● **Study text**
United Utilities in shape for new five-year regulatory period

United Utilities reservoir

North West water and wastewater group United Utilities said it has made a strong start to its new five-year regulatory period.

Announcing half year results to September 30, today, the Warrington-based group reported a fall in revenues, from £935.5m to £894.4m, although pre-tax profits of £201.1m rose from £195.1m last year.

It said it has a strong balance sheet and A3 stable credit rating with Moody’s. Also, its pension schemes are fully funded on a low dependency basis. The customer debtor position and household cash collection remain strong, while household bad debt was stable in the first half at 1.8%.

United Utilities said it will invest an additional £130m in 2019/20 and is leading the way on customer satisfaction.

The update also said the group is maintaining resilient and reliable services to more than seven million people, helping 142,000 customers facing financial difficulties through support schemes, and playing key role in regional economy – no employees are furloughed and the group is continuing to recruit.

Chief executive, Steve Mogford, said: “Our focus throughout the COVID-19 pandemic has been on supporting customers, protecting our colleagues and maintaining essential services.

“We have continued to provide high quality water and wastewater services to more than three million households in the North West thanks to the extraordinary hard work and dedication of my colleagues, many of whom are key workers.

“Average customer bills have reduced by seven per cent in real terms this year but we recognise that for many in our region, these are still challenging times.

“For those struggling to pay their bills, we offer the sector’s widest range of financial assistance schemes. We have also acted swiftly to increase the number of customers eligible for reduced tariffs.”

He added: “Despite the pandemic, our operational performance in this first year of the new regulatory period is on track.

“We are accelerating our capital expenditure to bring forward benefits and help support 17,700 jobs in the supply chain. We recognise the role that we can play in a successful society, economy and a thriving natural environment and are confident in our ability to deliver our AMP7 (regulatory period) plans to achieve this.

“We now have a clearer understanding of the impact of COVID-19 on our business which remains robust and supported by a strong balance sheet.

“This, together with a stabilised inflation outlook supported by central bank policy and government actions, gives us the confidence to reaffirm our responsible AMP7 dividend policy of growth in line with CPIH inflation.”

● **Dataset**
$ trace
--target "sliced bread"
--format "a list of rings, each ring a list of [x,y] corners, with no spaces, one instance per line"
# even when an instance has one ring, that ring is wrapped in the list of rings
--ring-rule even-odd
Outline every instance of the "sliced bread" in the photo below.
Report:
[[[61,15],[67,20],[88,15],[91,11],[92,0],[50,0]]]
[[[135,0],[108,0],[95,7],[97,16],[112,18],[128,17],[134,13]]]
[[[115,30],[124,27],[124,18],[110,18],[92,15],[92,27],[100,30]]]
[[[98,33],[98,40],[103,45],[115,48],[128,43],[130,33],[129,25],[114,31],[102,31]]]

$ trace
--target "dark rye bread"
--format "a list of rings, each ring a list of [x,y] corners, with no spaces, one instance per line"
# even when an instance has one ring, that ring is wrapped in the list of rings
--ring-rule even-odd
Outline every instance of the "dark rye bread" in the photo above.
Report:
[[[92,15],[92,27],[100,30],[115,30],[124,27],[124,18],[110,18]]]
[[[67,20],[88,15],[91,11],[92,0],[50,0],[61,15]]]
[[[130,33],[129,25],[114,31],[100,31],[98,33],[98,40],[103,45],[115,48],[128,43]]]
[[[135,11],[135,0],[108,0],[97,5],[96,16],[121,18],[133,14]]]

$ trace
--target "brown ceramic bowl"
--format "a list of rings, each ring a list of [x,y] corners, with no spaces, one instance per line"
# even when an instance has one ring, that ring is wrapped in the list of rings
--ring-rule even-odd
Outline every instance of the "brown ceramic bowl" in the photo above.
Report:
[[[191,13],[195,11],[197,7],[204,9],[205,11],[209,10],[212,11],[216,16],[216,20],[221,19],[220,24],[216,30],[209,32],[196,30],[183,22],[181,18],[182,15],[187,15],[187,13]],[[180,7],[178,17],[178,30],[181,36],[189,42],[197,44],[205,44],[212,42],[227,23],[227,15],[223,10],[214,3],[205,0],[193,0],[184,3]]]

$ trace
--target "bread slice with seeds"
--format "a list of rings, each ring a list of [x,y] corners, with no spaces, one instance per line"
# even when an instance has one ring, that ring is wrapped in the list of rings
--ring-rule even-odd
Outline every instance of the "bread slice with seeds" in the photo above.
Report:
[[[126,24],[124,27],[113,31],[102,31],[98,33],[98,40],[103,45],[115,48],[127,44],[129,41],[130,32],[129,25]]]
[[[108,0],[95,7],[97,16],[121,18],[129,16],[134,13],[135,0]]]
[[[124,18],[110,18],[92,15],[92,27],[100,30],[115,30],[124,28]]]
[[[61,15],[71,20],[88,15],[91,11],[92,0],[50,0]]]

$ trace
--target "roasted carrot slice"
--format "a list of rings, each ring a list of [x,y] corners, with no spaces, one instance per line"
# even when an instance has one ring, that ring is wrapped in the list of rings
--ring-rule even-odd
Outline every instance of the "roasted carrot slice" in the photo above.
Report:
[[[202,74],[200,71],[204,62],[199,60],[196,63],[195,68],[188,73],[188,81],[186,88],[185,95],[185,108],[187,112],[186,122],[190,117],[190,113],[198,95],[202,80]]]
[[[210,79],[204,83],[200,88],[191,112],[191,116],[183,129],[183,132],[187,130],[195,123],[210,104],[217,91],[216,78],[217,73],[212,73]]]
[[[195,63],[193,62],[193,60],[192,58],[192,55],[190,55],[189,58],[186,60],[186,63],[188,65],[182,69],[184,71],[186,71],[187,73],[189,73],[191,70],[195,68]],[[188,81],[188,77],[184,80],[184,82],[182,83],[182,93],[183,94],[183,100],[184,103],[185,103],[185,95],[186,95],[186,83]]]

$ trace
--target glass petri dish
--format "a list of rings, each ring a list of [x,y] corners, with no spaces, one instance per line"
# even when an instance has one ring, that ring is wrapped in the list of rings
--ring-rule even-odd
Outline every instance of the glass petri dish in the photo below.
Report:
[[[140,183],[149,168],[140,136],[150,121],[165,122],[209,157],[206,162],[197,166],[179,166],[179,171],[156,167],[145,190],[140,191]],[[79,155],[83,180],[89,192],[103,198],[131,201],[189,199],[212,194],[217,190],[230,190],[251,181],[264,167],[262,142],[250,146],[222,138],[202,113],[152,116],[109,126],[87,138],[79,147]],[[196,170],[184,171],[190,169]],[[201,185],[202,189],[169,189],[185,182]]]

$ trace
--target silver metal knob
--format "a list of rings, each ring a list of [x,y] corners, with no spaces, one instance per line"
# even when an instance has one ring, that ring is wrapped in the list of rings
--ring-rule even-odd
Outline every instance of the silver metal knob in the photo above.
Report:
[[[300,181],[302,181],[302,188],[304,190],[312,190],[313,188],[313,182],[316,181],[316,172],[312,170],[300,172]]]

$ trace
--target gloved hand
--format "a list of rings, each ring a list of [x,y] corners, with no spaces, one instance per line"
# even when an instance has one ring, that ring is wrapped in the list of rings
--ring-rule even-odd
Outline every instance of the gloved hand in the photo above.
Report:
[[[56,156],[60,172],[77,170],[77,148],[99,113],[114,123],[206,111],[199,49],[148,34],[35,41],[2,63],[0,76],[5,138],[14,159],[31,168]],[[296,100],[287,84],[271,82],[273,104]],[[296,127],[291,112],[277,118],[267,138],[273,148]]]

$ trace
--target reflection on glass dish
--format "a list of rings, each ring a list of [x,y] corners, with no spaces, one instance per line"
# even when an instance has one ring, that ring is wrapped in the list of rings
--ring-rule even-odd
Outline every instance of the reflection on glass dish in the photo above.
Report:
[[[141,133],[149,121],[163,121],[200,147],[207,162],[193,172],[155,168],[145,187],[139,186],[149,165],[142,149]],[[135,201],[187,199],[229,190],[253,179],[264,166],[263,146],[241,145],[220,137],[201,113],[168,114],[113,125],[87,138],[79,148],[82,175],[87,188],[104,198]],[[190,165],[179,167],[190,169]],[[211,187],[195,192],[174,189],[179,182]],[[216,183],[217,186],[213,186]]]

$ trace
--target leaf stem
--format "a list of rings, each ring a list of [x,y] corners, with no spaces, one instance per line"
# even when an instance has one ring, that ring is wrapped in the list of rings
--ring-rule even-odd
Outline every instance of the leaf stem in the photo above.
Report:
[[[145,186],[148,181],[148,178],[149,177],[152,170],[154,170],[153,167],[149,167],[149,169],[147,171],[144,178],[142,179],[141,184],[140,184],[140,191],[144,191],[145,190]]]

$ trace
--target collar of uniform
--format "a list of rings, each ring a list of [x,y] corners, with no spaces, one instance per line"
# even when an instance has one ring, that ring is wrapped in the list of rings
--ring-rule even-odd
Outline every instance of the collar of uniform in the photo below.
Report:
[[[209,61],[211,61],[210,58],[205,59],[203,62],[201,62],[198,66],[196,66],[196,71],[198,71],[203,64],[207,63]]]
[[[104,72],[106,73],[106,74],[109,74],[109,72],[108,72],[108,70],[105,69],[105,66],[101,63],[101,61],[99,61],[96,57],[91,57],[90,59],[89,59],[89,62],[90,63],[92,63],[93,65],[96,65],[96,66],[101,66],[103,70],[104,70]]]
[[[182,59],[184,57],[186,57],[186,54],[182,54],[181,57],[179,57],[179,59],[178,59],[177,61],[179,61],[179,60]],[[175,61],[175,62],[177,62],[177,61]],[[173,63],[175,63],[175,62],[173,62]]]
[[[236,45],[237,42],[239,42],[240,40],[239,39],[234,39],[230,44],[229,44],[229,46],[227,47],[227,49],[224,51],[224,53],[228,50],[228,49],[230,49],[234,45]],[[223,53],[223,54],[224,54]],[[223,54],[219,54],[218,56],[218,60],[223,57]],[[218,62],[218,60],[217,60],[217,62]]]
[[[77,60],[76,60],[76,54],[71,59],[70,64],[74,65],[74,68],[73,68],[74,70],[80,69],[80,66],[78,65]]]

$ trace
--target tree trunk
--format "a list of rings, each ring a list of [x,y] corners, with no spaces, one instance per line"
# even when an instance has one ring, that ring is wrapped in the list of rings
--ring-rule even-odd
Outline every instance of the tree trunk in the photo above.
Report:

● **Exercise**
In the United Utilities results article, what pre-tax profit did the group report for the half year to September 30?

● **Task result**
£201.1m, up from £195.1m the previous year.